*Extracted records*
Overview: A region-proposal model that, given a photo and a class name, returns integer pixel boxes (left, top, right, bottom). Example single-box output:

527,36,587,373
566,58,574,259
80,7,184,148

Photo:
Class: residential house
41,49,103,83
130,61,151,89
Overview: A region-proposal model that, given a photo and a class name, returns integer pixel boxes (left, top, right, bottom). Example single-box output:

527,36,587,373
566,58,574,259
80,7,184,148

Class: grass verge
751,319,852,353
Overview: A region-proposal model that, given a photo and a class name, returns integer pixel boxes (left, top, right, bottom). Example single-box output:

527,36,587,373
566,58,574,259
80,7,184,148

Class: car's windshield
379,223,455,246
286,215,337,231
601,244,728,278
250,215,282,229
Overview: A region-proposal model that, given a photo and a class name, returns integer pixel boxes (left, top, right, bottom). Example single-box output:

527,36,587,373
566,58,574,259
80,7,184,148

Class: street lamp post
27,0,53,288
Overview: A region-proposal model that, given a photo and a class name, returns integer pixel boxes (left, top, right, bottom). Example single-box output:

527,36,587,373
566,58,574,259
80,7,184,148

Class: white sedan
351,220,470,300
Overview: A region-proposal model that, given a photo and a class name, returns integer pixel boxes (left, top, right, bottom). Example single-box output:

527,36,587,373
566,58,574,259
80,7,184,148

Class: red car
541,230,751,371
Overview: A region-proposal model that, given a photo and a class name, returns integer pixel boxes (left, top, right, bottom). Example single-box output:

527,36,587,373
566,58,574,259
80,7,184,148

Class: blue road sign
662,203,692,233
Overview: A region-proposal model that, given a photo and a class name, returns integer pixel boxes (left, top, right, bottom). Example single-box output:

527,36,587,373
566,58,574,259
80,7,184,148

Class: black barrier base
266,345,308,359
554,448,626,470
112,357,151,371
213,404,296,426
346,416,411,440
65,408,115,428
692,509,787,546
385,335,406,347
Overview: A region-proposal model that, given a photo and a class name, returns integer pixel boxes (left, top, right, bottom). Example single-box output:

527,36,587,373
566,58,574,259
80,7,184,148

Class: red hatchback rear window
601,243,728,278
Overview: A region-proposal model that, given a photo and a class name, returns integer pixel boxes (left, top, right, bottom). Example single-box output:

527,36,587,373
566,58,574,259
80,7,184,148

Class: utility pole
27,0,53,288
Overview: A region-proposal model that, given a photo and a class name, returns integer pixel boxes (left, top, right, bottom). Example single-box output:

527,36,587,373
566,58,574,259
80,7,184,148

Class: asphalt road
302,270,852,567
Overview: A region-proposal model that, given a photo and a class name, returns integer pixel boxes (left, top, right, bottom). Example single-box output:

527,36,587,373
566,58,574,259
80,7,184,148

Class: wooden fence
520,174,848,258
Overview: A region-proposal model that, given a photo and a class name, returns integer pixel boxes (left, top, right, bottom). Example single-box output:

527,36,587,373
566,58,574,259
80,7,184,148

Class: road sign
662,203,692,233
...
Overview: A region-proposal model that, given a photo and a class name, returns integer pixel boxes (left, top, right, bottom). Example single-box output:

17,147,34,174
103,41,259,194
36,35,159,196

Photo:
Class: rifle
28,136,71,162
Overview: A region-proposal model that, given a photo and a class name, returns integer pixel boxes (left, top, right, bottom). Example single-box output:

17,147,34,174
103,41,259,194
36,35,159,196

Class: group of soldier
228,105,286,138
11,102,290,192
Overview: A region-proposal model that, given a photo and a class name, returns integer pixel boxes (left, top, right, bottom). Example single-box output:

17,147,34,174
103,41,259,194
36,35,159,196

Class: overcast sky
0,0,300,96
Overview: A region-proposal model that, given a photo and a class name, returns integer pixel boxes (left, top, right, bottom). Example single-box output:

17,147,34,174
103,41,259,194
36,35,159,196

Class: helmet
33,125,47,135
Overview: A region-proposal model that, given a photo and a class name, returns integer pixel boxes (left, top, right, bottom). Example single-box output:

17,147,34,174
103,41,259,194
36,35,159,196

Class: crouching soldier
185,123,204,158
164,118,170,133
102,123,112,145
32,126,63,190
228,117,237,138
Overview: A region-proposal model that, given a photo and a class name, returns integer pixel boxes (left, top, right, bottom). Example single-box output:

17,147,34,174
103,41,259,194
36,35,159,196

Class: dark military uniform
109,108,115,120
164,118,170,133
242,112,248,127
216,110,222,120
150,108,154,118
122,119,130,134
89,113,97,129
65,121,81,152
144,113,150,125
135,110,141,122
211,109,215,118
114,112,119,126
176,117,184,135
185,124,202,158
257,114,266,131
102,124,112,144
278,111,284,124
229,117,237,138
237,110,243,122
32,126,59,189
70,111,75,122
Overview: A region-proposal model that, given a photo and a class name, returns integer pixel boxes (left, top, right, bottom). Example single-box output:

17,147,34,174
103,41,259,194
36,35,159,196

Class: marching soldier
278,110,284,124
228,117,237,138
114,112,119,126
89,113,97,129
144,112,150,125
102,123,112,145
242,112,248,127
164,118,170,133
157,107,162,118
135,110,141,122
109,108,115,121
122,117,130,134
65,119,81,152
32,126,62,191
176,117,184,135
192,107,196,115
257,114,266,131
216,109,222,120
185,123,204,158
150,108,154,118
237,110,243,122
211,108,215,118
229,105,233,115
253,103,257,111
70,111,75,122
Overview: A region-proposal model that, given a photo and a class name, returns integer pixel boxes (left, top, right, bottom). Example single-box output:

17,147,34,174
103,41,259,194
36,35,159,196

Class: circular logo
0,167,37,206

*What is asked*
Report every line above that contains the word "soldier", copying each such line in full.

*Problem solution*
Class: group of soldier
Class: crouching soldier
Class: marching soldier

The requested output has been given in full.